READING PASSAGE —
A mentor once told me, “Never walk into a family meeting with the intent of pushing your own agenda.” I remind myself that what is a routine day for me is likely the worst day of their lives.
No matter how tired you are or how busy, you need to be present; the next 30 to 60 minutes demand your undivided attention. Consider your body language, and weigh your words carefully, knowing that this encounter will stay with them for a very long time. This meeting could be a source of solace or grief for years.
Before morning rounds, my resident said to me, “He is mechanically ventilated, on 3 vasopressors, with multiorgan failure. We doubt that there will be any meaningful neurological recovery in the setting of a catastrophic CVA [cerebrovascular accident].”
Those words mean very little to anyone outside the medical field. Instead I say to the family, “The infection has spread throughout his body. The machine is breathing for him, and he needs a lot of medications to help his heart pump blood to the rest of his body. He had a big stroke that has likely affected his ability to wake up or breathe on his own.”
They stare at me as I do my best to explain in simple terms how his metastatic cancer has left him in an immunocompromised state that is worsened by neutropenic adverse effects from his chemotherapy. I tell them that there has been one complication after another over the past few days.
“Do you think he can recover and get back to where he used to be?” his daughter asks. “Two weeks ago, he was playing with the grandchildren in the backyard.”
I pause. Research has shown that clinicians’ abilities to prognosticate outcome are often imprecise. We do what we can in attempting to map out a trajectory according to each individual’s progress, but there is always a chance for error.
I confess that, on occasion, I am haunted by decisions I’ve made. I wonder if, in the past, I’ve given up too soon.
“I don’t think he can,” I reply. “I don’t think that he can come off the breathing machine. And I am worried that he has too much brain damage.”

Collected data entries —
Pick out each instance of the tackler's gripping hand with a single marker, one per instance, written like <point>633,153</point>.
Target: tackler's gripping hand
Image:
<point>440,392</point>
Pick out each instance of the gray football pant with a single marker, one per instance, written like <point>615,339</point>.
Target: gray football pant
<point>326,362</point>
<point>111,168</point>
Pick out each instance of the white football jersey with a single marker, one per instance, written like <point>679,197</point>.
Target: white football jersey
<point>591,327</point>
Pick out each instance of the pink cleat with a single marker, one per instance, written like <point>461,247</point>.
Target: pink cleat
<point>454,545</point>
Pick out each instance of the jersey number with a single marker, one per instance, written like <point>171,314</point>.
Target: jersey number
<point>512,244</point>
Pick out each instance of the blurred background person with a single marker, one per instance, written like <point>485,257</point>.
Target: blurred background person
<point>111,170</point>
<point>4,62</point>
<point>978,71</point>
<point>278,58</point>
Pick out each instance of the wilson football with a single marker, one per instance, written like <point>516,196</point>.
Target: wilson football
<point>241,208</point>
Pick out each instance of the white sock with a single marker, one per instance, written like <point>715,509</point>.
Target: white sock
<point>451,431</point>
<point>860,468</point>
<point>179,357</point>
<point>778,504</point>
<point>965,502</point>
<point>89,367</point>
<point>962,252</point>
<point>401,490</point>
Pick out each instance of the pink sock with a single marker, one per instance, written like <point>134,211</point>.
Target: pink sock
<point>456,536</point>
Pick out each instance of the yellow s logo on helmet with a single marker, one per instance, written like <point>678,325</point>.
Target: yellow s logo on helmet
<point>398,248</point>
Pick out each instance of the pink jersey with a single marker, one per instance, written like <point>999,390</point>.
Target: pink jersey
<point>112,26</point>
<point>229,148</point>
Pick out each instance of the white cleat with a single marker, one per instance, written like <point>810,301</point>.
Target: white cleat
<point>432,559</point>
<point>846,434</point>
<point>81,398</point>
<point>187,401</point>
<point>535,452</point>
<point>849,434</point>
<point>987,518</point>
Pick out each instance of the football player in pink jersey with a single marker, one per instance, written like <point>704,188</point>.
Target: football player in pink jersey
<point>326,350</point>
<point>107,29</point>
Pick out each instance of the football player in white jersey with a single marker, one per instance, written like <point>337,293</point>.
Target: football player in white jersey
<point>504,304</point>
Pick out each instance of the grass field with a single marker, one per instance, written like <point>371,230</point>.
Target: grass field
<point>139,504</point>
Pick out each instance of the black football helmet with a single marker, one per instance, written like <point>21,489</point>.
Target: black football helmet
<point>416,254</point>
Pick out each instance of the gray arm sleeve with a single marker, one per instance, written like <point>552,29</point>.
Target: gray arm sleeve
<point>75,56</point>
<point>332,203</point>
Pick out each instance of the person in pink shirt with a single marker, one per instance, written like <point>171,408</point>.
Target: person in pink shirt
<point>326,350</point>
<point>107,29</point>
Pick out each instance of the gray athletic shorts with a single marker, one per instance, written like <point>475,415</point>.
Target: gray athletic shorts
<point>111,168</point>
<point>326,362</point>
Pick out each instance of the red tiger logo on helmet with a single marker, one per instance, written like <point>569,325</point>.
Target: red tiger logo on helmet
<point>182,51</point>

TASK STATEMENT —
Carry on the account of the family meeting about the patient on the breathing machine, starting after its last sentence.

OUTPUT FOR THIS EXERCISE —
In 1 published study, more than 50% of caregivers reported regret about end-of-life care for a patient with cancer. Results from that study showed that better patient quality of death reduced the risk for bereavement regret.2 It falls on us to tell patients and their loved ones when our therapies are doing more harm than good.
My goal is to always remind the family that, ultimately, the burden of decision is not on them. Rather, they merely serve as the voice of their loved ones. “What do you think he would have said if he was sitting here with us?” I ask during a lull in our conversation.
“He was full of life and very proud of his independence. He wouldn’t have wanted this,” his brother says, his shoulders slumped. The family had talked about what my patient would want if the disease progressed and recovery became unlikely. He wanted to fight for as long as it made sense. It no longer did.
His sister and daughter nod in agreement, and we spend the next few minutes discussing further steps in terms of transitioning to comfort measures.
“Thank you for everything,” his daughter says quietly.
It is hard as a physician not to feel the sting of failure when you lose a patient. Yet, it serves as a reminder that at the end of the day, we uphold our oath by knowing when enough is enough, by ensuring that there is dignity, not only during life, but also in death.